* [Extracted material]:

------------------------------

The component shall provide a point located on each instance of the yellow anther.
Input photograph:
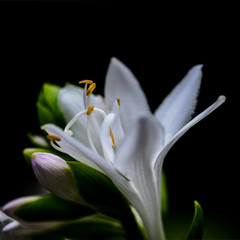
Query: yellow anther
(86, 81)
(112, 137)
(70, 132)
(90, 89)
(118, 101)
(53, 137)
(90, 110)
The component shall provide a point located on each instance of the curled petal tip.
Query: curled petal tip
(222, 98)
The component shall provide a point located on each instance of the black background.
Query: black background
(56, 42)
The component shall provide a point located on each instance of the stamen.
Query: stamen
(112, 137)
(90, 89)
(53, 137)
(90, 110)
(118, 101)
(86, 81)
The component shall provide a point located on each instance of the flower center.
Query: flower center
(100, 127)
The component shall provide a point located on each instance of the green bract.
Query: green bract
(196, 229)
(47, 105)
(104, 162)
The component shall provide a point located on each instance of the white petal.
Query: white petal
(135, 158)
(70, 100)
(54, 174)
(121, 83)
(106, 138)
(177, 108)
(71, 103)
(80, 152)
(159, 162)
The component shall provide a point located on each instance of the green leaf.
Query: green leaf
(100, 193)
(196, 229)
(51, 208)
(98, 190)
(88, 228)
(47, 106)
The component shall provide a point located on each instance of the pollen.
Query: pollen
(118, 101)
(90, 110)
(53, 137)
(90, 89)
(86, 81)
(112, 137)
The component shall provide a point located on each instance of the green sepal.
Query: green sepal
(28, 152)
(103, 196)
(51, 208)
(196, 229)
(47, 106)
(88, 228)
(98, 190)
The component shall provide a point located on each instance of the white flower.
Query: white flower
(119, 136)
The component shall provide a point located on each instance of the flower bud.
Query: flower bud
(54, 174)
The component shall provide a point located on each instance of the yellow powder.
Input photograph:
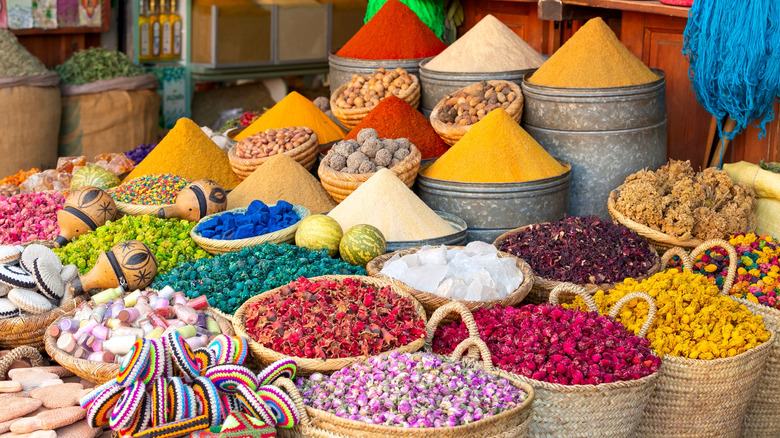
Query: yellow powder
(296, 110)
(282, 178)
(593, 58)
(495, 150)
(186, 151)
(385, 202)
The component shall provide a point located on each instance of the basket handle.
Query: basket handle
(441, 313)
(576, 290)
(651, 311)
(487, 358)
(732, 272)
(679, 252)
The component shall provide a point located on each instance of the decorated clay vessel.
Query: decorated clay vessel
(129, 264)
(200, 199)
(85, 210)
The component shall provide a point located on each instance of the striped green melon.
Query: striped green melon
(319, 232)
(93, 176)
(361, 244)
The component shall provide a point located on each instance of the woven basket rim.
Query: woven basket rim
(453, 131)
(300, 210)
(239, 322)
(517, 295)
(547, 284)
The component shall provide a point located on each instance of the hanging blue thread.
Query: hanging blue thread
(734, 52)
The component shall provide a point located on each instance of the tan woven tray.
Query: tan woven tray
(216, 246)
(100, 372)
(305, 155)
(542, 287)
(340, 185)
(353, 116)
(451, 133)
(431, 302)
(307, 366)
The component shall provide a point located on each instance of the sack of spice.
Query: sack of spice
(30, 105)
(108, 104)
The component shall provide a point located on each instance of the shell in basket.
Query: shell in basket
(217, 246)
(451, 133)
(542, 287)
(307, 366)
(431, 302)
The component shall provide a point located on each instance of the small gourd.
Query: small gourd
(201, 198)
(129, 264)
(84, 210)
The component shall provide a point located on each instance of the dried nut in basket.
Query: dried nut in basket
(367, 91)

------------------------------

* [Short exercise]:
Turn every line of the entries above into a Markdown table with the columns Row and Line, numbering each row and skipping blank lines. Leave the pictures out.

* [Response]:
| Row | Line |
|---|---|
| 1 | The component shall provide a point located on each instance of the yellow anther. |
| 2 | Input photograph: |
| 3 | Query: yellow anther |
| 4 | (86, 81) |
| 5 | (112, 137) |
| 6 | (70, 132) |
| 7 | (90, 89) |
| 8 | (118, 101) |
| 9 | (53, 137) |
| 10 | (90, 110) |
| 11 | The component shall provide a point located on each instance of the curled petal tip. |
| 12 | Query: curled petal tip |
| 13 | (222, 98) |
| 14 | The component shall provide a point located on each instance of the black background. |
| 15 | Query: black background |
| 16 | (56, 42) |
| 17 | The component shall provide a point located on each instance of the stamen. |
| 18 | Query: stamen |
| 19 | (112, 137) |
| 20 | (90, 89) |
| 21 | (53, 137) |
| 22 | (90, 110) |
| 23 | (118, 101) |
| 24 | (86, 81) |
| 25 | The component shall provide a point located on each instance of the flower center. |
| 26 | Query: flower center |
| 27 | (100, 127) |
| 28 | The component shall provide a point located on each instance of the green bract. |
| 29 | Query: green bract |
| 30 | (196, 229) |
| 31 | (47, 105) |
| 32 | (104, 162) |
| 33 | The component shall provide a point located on each instance of the white petal. |
| 34 | Query: white petal |
| 35 | (135, 158) |
| 36 | (70, 100) |
| 37 | (54, 174) |
| 38 | (121, 83) |
| 39 | (106, 138) |
| 40 | (177, 108) |
| 41 | (71, 103) |
| 42 | (80, 152) |
| 43 | (159, 162) |
| 44 | The component shall provide a point located on each instance of the green leaf. |
| 45 | Query: green leaf |
| 46 | (100, 193) |
| 47 | (196, 229) |
| 48 | (51, 208) |
| 49 | (98, 190) |
| 50 | (88, 228) |
| 51 | (47, 106) |
| 52 | The component shall provide a point located on each instance of the pollen. |
| 53 | Query: pollen |
| 54 | (118, 101) |
| 55 | (90, 110) |
| 56 | (53, 137) |
| 57 | (90, 89) |
| 58 | (86, 81) |
| 59 | (112, 137) |
| 60 | The component shall provide a point located on each instance of the green sepal. |
| 61 | Query: green sepal |
| 62 | (28, 152) |
| 63 | (103, 196) |
| 64 | (51, 208) |
| 65 | (196, 229) |
| 66 | (47, 106) |
| 67 | (88, 228) |
| 68 | (98, 190) |
| 69 | The component shall provide a point located on each instance of the white flower. |
| 70 | Query: white flower |
| 71 | (119, 136) |
| 72 | The component shall provide a point located on each instance of the flower bud. |
| 73 | Query: flower bud |
| 74 | (54, 174) |
| 75 | The component shall provide a point located on each instance of the yellow powder. |
| 76 | Input photograph: |
| 77 | Query: yellow powder |
| 78 | (296, 110) |
| 79 | (282, 178) |
| 80 | (593, 58) |
| 81 | (495, 150) |
| 82 | (186, 151) |
| 83 | (385, 202) |
| 84 | The component shall provide a point located on each instance of the basket handle. |
| 85 | Query: basket handle |
| 86 | (441, 313) |
| 87 | (576, 290) |
| 88 | (651, 311) |
| 89 | (487, 358) |
| 90 | (732, 272) |
| 91 | (679, 252) |
| 92 | The component shall provide a point located on each instance of the decorated clay vessel. |
| 93 | Query: decorated clay vessel |
| 94 | (129, 264) |
| 95 | (200, 199) |
| 96 | (85, 210) |
| 97 | The component shall provide a point located on each instance of the striped green melon. |
| 98 | Query: striped green melon |
| 99 | (319, 232) |
| 100 | (93, 176) |
| 101 | (361, 244) |
| 102 | The component shall provide a point located on each instance of the woven basket rim. |
| 103 | Query: woven basket rim |
| 104 | (453, 131) |
| 105 | (300, 210) |
| 106 | (239, 322) |
| 107 | (517, 295) |
| 108 | (547, 284) |
| 109 | The component shall provide a point located on each instance of the hanging blue thread. |
| 110 | Query: hanging blue thread |
| 111 | (734, 52) |
| 112 | The component shall provide a point located on each instance of the tan woven tray. |
| 113 | Query: tan woven tray |
| 114 | (216, 246) |
| 115 | (100, 372) |
| 116 | (305, 155) |
| 117 | (542, 287) |
| 118 | (340, 185) |
| 119 | (353, 116) |
| 120 | (451, 133) |
| 121 | (431, 302) |
| 122 | (307, 366) |
| 123 | The component shall provide a point located on each instance of the sack of spice. |
| 124 | Query: sack of spice |
| 125 | (30, 105) |
| 126 | (108, 104) |
| 127 | The component shall provide a point located on each instance of the shell in basket. |
| 128 | Query: shell in basket |
| 129 | (217, 246) |
| 130 | (451, 133) |
| 131 | (542, 287) |
| 132 | (307, 366) |
| 133 | (431, 302) |
| 134 | The component shall provide a point located on each instance of the small gourd. |
| 135 | Query: small gourd |
| 136 | (201, 198) |
| 137 | (129, 264) |
| 138 | (84, 210) |
| 139 | The component shall provide a point located on each instance of the dried nut in basket. |
| 140 | Query: dried nut in basket |
| 141 | (367, 91) |